Aim of the exercise: Please express the entries from the line with "indicate the microphone, one dot per instance" through the end of the entries as a two-column CSV with the headers entry_text and answer, one row per entry. Put each entry's text and its answer in a single quoted field apiece, with line breaks turned into spaces.

╭─ Provided records

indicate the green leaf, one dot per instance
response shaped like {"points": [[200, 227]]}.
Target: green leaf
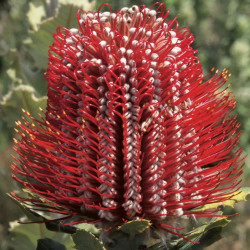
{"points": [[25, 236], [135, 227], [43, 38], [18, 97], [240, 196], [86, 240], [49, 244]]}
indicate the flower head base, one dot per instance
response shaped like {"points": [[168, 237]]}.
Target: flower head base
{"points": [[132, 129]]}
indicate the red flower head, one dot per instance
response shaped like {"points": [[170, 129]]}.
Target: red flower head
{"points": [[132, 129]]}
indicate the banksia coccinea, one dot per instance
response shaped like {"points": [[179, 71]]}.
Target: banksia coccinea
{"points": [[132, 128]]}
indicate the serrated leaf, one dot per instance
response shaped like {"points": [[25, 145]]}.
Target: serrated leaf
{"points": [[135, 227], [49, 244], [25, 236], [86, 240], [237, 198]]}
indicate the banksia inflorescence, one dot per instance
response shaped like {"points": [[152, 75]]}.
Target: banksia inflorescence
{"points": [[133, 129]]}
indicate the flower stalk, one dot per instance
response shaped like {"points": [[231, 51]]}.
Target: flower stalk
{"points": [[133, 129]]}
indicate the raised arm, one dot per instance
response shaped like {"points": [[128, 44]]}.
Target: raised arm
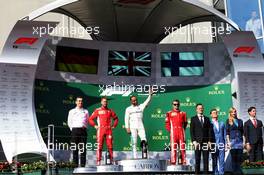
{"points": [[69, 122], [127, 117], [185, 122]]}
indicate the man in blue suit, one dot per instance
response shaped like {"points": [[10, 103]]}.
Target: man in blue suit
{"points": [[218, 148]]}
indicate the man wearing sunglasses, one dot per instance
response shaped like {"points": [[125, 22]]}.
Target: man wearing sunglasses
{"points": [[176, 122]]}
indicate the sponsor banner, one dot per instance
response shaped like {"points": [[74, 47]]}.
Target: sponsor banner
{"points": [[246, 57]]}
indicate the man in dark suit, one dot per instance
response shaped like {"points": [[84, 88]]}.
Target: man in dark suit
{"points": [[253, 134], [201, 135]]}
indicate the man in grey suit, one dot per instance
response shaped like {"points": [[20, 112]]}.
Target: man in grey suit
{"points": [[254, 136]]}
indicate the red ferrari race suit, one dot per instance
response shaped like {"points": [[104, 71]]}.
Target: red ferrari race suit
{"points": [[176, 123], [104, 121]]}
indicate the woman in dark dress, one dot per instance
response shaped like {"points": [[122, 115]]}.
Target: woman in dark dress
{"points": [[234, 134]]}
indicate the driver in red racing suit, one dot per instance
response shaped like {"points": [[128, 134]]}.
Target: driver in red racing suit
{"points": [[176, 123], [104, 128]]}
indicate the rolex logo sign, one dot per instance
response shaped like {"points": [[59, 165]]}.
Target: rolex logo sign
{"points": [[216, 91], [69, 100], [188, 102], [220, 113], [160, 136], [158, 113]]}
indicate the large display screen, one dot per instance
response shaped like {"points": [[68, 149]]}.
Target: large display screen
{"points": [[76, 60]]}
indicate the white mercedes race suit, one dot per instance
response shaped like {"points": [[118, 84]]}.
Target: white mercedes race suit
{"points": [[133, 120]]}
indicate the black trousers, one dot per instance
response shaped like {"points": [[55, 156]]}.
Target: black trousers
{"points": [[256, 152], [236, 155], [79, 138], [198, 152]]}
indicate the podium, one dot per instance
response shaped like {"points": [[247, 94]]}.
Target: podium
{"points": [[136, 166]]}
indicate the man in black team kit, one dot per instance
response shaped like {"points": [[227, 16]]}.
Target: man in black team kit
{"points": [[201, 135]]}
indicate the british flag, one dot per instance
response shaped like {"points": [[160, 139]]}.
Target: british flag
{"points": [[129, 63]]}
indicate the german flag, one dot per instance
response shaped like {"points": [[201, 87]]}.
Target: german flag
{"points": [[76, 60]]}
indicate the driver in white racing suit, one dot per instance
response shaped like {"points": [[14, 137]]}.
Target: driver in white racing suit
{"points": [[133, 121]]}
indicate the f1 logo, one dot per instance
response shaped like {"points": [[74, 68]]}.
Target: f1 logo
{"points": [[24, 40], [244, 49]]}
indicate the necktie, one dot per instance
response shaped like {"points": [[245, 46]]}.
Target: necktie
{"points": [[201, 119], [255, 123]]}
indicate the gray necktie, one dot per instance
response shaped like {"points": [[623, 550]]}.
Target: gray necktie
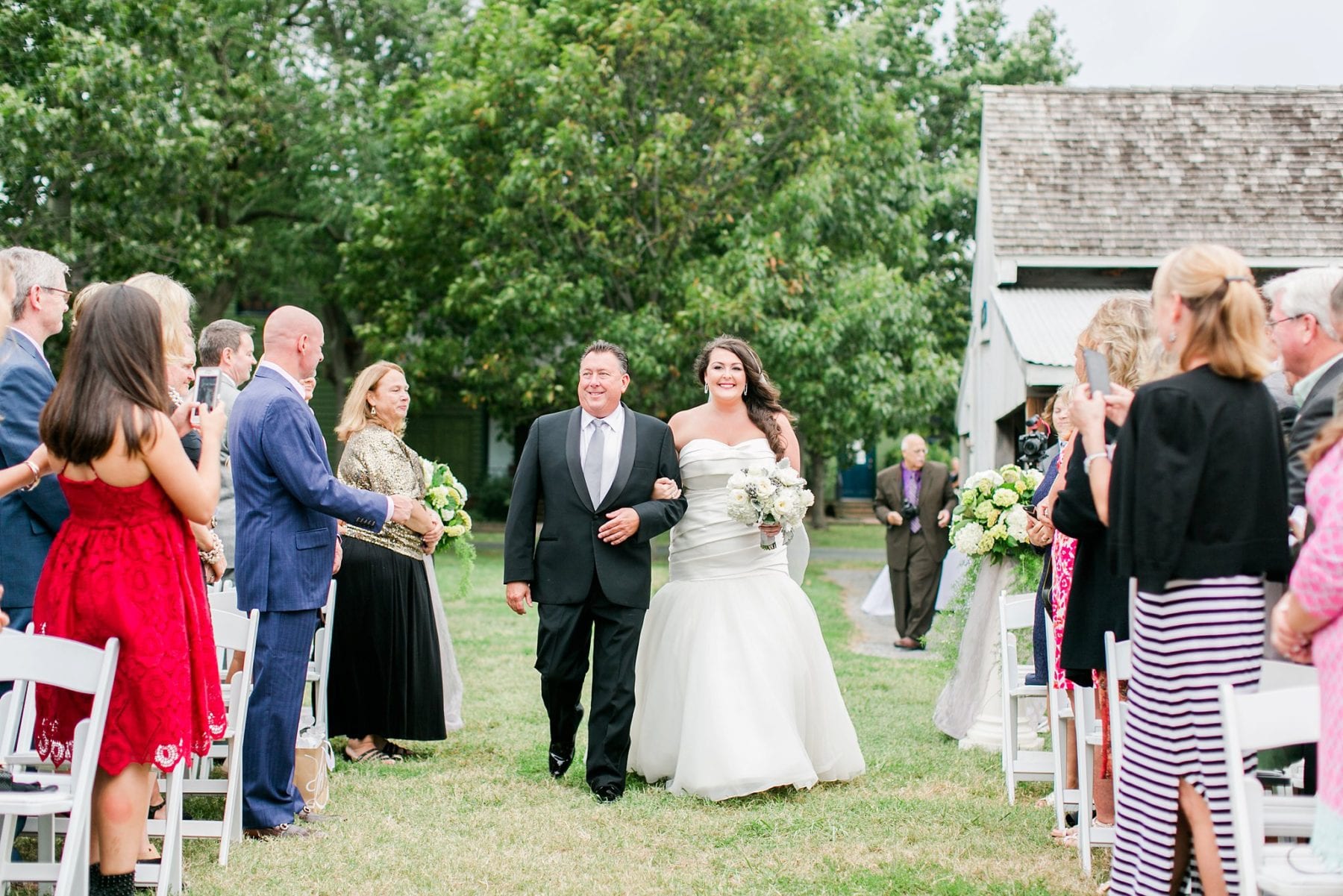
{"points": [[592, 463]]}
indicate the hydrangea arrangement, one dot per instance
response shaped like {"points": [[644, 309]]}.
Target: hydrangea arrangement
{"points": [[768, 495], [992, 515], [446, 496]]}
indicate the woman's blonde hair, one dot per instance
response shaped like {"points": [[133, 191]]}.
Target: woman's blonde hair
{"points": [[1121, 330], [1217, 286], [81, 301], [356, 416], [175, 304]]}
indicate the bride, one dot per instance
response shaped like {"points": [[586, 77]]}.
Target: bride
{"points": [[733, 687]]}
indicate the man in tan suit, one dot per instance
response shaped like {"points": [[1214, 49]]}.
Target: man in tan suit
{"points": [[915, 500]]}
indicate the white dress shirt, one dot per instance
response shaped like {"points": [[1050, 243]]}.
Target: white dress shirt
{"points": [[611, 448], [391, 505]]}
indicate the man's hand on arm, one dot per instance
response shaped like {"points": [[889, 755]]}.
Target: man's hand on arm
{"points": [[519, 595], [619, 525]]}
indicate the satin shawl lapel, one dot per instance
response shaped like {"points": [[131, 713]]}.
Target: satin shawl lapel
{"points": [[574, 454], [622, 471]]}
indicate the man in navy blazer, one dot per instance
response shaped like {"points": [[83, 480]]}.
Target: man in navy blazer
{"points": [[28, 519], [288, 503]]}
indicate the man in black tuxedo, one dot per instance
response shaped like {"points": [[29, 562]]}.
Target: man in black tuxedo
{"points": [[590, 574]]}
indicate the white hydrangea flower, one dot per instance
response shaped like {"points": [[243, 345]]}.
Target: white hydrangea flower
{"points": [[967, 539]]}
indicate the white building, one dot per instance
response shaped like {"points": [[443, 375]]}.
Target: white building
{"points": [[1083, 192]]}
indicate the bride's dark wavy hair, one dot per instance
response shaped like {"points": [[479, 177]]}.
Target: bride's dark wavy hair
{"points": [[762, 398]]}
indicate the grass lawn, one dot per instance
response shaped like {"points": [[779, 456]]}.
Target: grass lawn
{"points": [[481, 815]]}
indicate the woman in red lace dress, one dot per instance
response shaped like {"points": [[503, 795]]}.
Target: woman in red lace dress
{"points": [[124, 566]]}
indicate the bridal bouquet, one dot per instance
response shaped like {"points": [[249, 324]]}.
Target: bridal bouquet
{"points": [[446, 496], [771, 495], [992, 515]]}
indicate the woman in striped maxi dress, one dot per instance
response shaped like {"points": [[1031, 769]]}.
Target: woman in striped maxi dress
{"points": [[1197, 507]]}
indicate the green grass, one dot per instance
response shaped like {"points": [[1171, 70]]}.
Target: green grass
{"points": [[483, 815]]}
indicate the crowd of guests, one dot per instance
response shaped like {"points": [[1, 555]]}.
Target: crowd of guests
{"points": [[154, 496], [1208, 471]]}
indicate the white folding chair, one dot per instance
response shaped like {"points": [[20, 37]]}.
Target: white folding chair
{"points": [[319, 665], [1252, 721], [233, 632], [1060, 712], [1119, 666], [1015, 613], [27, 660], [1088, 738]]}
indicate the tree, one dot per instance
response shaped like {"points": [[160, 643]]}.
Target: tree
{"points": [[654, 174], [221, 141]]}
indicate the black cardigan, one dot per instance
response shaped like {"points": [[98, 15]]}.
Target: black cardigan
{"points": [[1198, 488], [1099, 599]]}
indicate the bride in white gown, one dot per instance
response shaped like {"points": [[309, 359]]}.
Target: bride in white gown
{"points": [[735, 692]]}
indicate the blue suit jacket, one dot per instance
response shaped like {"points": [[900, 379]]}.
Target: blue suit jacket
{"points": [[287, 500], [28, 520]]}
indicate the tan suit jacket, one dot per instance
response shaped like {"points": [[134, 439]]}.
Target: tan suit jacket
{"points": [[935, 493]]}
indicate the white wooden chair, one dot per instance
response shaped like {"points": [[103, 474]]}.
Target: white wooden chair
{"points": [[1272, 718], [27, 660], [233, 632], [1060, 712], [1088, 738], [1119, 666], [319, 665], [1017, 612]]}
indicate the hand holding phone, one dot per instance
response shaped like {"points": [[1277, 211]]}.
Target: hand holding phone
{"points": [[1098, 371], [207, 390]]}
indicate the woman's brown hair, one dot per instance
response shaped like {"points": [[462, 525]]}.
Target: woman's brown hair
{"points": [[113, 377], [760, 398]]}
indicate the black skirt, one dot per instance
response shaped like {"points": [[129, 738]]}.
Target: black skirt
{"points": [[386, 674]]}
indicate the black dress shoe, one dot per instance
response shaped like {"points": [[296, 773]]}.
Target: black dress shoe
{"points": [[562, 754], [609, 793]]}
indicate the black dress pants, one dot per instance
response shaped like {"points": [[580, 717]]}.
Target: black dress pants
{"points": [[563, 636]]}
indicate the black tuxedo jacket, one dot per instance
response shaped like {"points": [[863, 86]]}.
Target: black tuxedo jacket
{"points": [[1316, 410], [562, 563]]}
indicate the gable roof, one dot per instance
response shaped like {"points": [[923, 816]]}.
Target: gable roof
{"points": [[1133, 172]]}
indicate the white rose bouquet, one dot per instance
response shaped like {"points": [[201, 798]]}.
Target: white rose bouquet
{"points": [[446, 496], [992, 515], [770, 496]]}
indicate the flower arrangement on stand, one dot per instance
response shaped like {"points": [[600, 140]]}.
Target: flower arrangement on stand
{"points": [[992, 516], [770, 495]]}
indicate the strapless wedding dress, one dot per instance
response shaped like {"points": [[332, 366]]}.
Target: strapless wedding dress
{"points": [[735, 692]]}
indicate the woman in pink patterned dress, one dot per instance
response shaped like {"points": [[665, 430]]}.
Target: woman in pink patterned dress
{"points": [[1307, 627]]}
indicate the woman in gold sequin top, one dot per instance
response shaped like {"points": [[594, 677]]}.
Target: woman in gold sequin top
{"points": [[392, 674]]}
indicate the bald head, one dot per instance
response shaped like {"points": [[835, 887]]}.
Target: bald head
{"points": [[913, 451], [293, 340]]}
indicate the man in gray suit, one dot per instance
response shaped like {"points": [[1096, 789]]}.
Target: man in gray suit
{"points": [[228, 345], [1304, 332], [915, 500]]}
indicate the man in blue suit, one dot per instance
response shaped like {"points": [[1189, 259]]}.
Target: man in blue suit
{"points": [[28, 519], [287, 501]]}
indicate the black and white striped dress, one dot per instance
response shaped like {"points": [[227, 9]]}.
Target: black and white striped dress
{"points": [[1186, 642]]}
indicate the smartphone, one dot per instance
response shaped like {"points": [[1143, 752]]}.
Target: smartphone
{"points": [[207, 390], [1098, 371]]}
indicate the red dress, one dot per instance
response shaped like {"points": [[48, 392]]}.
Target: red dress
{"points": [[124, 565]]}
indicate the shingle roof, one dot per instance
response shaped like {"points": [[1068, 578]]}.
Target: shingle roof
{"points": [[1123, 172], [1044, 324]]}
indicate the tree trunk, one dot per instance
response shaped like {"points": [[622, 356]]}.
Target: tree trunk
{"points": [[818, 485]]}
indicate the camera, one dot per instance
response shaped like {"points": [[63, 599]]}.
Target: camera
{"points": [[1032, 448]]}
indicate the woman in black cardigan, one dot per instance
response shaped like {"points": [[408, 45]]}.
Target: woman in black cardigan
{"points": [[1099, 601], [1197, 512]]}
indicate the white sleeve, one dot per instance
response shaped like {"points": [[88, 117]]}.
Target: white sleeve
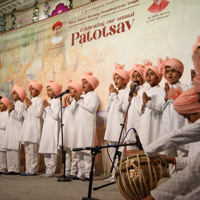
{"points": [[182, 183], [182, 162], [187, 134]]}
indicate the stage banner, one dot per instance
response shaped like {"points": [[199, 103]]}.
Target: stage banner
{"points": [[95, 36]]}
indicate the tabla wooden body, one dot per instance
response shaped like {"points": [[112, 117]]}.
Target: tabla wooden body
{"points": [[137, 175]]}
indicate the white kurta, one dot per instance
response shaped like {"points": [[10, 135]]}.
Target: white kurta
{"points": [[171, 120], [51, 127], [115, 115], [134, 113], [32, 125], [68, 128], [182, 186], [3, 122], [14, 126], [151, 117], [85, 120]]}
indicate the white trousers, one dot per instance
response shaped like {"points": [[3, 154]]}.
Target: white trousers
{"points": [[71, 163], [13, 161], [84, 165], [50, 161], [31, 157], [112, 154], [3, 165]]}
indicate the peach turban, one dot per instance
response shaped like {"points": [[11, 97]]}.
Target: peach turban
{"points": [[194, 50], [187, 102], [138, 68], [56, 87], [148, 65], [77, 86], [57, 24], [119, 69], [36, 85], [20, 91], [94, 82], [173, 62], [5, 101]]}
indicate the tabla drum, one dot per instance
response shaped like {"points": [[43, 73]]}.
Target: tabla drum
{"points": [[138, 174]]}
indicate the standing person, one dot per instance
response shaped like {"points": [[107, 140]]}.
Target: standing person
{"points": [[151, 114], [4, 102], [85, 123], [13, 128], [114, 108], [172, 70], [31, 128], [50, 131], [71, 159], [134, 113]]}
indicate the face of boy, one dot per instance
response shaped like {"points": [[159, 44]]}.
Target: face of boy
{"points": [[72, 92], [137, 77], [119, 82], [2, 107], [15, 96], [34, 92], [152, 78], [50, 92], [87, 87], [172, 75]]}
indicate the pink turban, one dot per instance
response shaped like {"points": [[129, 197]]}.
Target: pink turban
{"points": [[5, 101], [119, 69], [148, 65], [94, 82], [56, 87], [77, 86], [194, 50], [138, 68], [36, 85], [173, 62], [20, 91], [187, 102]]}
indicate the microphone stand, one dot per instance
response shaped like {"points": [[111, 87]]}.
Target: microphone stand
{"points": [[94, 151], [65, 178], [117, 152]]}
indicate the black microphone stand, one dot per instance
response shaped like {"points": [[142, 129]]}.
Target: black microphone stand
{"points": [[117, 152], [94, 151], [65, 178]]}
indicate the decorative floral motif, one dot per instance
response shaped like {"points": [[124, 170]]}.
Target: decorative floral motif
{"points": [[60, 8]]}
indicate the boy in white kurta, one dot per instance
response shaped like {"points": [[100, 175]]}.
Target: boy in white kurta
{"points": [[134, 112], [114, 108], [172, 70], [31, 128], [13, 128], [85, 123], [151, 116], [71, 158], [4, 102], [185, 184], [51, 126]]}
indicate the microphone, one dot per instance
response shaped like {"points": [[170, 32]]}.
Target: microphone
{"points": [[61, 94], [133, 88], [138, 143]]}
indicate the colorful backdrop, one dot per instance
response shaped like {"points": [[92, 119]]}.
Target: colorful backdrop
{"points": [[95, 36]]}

╰─

Output of the exercise:
entry_text,answer
"indicate the microphone, one dot per instance response shaped like {""points"": [[170, 32]]}. Target: microphone","{""points"": [[61, 94], [133, 88], [138, 143]]}"
"indicate the colorful backdrop, one dot per instance response shaped like {""points"": [[92, 119]]}. Target: colorful backdrop","{""points"": [[95, 36]]}"